● **Brief**
Counting from the line that holds "the hedge wall.", return each line exactly, through and including the last line of the entries.

*** Records for the task ***

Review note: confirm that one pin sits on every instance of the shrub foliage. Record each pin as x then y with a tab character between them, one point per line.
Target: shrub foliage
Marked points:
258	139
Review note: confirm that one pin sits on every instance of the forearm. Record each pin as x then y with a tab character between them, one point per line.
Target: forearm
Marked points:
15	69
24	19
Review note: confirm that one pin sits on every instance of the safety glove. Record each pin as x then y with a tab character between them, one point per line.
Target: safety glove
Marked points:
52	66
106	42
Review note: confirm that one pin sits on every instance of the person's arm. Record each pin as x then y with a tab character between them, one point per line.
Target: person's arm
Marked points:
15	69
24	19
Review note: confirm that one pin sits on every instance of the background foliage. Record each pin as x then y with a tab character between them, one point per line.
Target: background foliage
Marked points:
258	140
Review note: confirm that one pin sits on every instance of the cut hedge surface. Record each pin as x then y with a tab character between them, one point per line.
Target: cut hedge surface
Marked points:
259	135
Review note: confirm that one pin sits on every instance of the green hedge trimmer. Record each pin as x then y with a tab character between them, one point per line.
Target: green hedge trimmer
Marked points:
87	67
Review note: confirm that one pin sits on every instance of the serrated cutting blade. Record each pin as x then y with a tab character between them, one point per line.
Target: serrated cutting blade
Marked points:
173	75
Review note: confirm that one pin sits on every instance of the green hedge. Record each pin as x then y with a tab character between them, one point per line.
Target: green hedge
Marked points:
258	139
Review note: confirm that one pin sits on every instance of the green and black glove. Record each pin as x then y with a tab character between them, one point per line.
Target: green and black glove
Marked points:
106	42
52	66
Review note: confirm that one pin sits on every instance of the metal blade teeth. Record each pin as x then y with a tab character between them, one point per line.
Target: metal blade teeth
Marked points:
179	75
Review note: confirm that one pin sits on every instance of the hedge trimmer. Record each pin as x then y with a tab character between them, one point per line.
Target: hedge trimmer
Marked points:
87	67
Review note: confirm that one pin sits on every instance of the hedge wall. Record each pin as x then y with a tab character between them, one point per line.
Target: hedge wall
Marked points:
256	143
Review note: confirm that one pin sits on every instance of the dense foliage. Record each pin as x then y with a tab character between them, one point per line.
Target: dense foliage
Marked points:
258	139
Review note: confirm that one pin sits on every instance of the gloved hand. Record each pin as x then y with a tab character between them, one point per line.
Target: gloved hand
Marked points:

***

● **Expected answer**
Review note: confirm that one pin sits on every instance of the hedge wall. Record each pin as x then y with a tab character between them, one point per line.
Target: hedge wall
Marked points:
256	143
Review note: confirm that one pin sits on every instance of the dense foliage. Record each pin as x then y with a tab character between them, one point per line.
Target: dense foliage
Marked points:
258	139
Review note: confirm that one pin sits on every instance of the gloved hand. Record each pin as x then y with a tab character between them, one point per line.
Target: gloved hand
Marked points:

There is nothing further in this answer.